Scientific classification
- Kingdom: Animalia
- Phylum: Chordata
- Class: Reptilia
- Order: Squamata
- Suborder: Iguania
- Family: Dactyloidae
- Genus: Anolis
- Species: A. bimaculatus
- Binomial name: Anolis bimaculatus (Sparrman, 1784)
- Synonyms: Lacerta bimaculata Sparrman, 1784; Xiphosurus bimaculata — Fitzinger, 1826; Ctenonotus bimaculatus — Fitzinger, 1843; Anolis antiquae Barbour, 1915; Anolis barbudensis Barbour, 1923;

= Anolis bimaculatus =

- Genus: Anolis
- Species: bimaculatus
- Authority: (Sparrman, 1784)
- Conservation status: LC
- Synonyms: Lacerta bimaculata Sparrman, 1784, Xiphosurus bimaculata — Fitzinger, 1826, Ctenonotus bimaculatus — Fitzinger, 1843, Anolis antiquae Barbour, 1915, Anolis barbudensis Barbour, 1923

Species of lizard

Anolis bimaculatus, the panther anole, also known as the St. Eustatius anole or Statia Bank tree anole, is a species of anole lizard that is endemic to the Lesser Antilles in the Caribbean. It is found in Sint Eustatius and Saint Kitts and Nevis islands. It was first described by Anders Erikson Sparrman in 1784 based on a holotype from Sint Eustatius held at the Naturhistoriska riksmuseet.

——

== ACTIVITY LIST ==
1. In the panther anole text, which institution holds the holotype from Sint Eustatius?
2. Pick up the panther anole text after its final sentence and keep writing it.
The items that come after the panther anole text have no connection to it.

== EXTRACTED DATA ==
——

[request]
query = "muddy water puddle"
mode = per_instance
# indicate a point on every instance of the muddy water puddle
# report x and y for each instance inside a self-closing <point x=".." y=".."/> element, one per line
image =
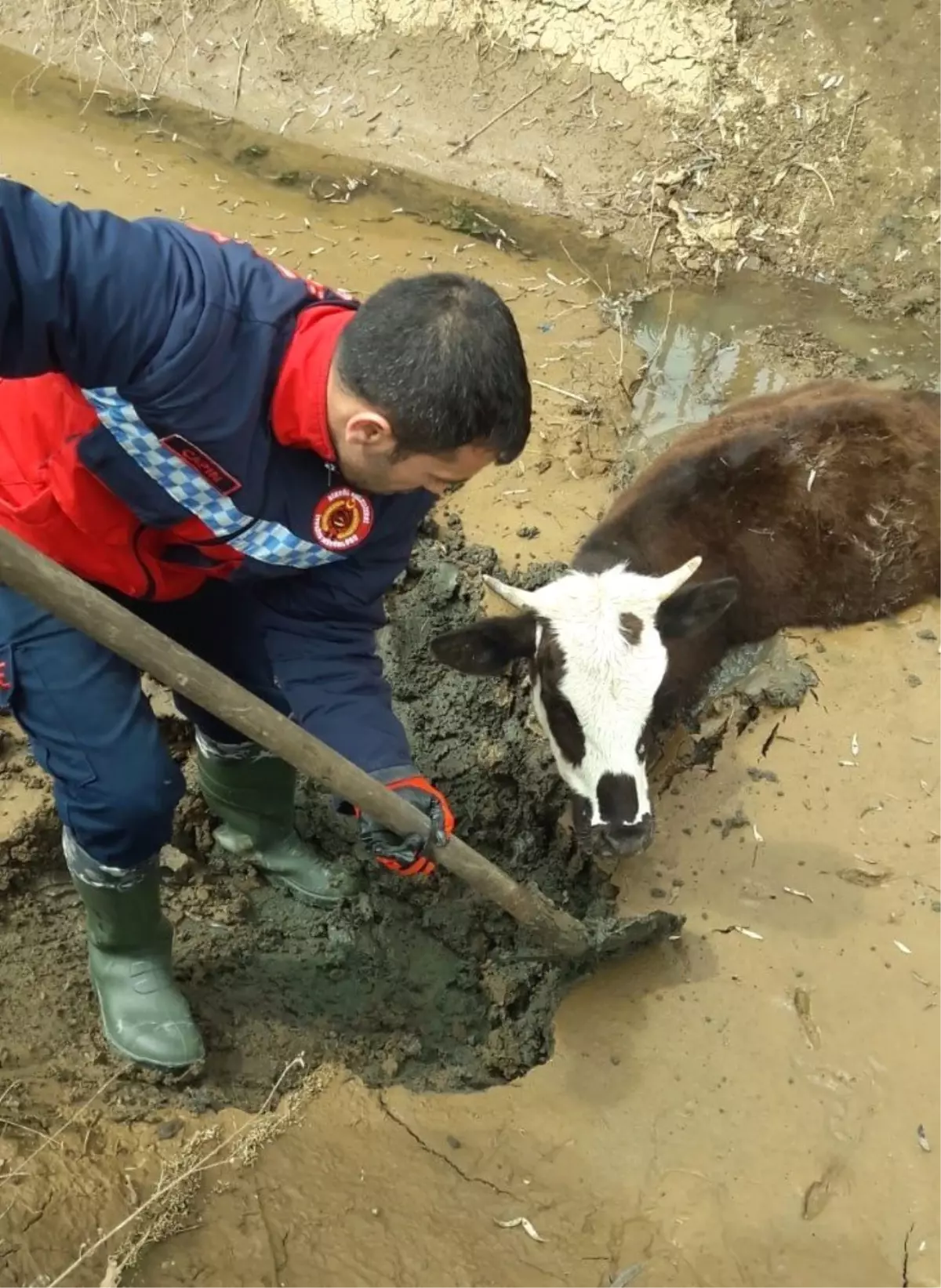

——

== ANSWERS TO THE EXERCISES ==
1. The Naturhistoriska riksmuseet.

2.
== Taxonomy ==
Anolis bimaculatus was first formally described by Anders Erikson Sparrman in 1784 as Lacerta bimaculata from Sint Eustatius based on a holotype held at the Naturhistoriska riksmuseet (NRM) at Stockholm. The species was subsequently placed in the genera Cordylus by Friedrich Albrecht Anton Meyer in 1795, and Xiphosurus (1826), and Ctenonotus (1843) by Leopold Fitzinger. Paul Johannes Brühl described as Ctenodon bimaculatum in 1886. Thomas Barbour was the first to place it under the genera Anolis, when he described it as Anolis antiquae. Subsequently, it had developed various synonyms such as Anolis mayeri and Anolis barbudensis. Ernest Edward Williams and Garth Underwood described it as Anolis bimaculatus in 1959. Though it was re-classified under different synonyms later, it was finally described under the same name in 2022. The species is currently placed in the family Anolidae under the order Squamata.

The species name bimaculatus is derived from Latin, "bi" meaning two and "maculatus" meaning spotted, referring to the two-spotted pattern of the species. The generic name Ctenonotus is derived from Greek, with "ktenos" meaning comb and "notos" meaning back, an allusion to the large crest in males of the type. It is commonly known as the panther anole, Statia Bank tree anole, or St. Eustatius anole.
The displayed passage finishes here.